start

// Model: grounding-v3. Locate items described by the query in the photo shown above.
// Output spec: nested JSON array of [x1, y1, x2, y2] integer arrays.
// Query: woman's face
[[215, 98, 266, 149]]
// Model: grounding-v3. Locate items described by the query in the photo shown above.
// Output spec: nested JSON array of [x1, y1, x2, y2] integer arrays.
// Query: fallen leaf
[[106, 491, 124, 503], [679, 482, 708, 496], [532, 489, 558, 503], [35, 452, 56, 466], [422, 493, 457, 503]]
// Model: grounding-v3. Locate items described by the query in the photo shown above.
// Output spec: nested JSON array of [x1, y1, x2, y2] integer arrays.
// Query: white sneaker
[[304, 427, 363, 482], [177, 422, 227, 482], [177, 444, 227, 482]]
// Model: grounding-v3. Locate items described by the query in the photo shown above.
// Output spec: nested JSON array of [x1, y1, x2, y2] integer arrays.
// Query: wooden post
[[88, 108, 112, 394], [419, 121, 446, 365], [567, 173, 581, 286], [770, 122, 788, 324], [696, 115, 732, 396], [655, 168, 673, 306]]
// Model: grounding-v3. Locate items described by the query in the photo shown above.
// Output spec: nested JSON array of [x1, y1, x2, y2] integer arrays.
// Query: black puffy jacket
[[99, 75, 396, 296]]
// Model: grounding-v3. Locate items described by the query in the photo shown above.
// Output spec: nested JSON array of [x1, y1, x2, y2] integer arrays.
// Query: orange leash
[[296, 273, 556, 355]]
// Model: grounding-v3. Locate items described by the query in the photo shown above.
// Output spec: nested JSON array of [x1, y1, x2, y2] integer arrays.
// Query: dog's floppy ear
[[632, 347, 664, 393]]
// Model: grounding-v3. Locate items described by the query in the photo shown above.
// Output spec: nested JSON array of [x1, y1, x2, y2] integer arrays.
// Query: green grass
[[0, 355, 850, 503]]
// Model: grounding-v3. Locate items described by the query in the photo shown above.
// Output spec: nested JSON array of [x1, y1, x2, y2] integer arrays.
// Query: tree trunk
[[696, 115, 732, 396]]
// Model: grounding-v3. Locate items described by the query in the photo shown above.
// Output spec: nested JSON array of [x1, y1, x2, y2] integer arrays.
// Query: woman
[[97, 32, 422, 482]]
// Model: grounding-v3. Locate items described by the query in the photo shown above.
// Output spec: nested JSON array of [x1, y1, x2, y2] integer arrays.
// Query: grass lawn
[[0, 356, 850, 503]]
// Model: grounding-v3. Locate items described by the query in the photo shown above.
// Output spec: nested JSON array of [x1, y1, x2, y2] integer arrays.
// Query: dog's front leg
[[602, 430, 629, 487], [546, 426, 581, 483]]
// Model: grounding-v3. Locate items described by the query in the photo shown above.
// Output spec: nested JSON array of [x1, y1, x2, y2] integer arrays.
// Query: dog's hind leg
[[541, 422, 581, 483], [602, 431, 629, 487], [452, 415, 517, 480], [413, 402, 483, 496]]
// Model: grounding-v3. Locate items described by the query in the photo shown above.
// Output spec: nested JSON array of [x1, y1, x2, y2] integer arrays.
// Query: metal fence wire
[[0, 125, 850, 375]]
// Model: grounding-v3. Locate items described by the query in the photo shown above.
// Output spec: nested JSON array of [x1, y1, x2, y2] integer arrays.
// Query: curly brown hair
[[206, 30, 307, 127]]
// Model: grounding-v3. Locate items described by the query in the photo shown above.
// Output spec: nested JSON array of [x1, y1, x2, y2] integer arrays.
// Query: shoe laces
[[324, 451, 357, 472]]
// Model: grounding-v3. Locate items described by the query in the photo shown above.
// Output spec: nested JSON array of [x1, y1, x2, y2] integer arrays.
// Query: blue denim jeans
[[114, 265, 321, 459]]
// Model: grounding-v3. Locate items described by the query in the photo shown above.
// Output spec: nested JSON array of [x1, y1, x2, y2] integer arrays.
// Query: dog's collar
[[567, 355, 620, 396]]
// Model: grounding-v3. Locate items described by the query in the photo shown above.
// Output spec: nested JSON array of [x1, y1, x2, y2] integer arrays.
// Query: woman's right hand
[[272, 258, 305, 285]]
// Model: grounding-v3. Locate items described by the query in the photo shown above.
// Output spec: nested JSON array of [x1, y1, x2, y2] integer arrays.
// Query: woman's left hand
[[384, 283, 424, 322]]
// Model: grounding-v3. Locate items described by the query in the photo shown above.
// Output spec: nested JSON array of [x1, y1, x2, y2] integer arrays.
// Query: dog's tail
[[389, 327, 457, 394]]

end

» **Request**:
Please pick out each line of the records above that contains the word "hand" and copy those lines in full.

» **Output below**:
// Query: woman's right hand
// Query: woman's left hand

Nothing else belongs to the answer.